-- begin Data shown --

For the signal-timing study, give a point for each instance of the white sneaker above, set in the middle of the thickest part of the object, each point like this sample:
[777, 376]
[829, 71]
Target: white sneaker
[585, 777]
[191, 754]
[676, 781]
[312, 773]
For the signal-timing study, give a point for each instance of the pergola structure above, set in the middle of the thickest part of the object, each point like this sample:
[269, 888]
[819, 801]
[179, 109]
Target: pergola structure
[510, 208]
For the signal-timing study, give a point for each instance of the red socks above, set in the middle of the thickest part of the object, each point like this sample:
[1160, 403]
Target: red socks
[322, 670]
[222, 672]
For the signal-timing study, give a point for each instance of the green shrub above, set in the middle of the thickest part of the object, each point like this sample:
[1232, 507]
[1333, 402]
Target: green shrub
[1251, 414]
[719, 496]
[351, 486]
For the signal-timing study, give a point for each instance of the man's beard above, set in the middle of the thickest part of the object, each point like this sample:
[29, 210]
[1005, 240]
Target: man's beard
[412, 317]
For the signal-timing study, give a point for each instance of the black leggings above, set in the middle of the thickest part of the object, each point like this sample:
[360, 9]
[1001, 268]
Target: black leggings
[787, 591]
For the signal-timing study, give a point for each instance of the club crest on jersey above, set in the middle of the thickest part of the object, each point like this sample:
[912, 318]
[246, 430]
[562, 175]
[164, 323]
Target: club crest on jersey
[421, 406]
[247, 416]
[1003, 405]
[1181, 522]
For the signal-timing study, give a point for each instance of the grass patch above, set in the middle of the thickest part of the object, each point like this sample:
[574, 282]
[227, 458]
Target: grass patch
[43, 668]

-- end Data shown --
-- begin Data shown --

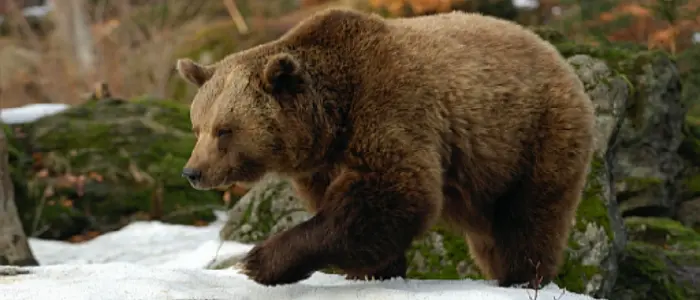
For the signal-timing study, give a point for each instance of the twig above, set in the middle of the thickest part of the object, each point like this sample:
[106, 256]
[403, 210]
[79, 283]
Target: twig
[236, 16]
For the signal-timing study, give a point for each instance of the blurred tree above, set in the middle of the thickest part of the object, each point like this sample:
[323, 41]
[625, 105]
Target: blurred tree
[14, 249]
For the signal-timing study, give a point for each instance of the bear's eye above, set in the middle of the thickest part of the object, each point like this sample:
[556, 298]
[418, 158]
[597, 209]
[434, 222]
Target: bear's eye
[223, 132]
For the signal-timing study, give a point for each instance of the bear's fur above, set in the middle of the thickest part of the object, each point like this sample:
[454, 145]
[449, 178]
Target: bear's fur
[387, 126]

-- end Data shown --

- [Challenge] Extract every line above that contains the string "crest", matching case exactly.

- [Task result]
For the signal-timing study, give a point for each instance of the club crest on jersey above, set in the middle of the thickest part of the object, each point like this sample:
Target: club crest on jersey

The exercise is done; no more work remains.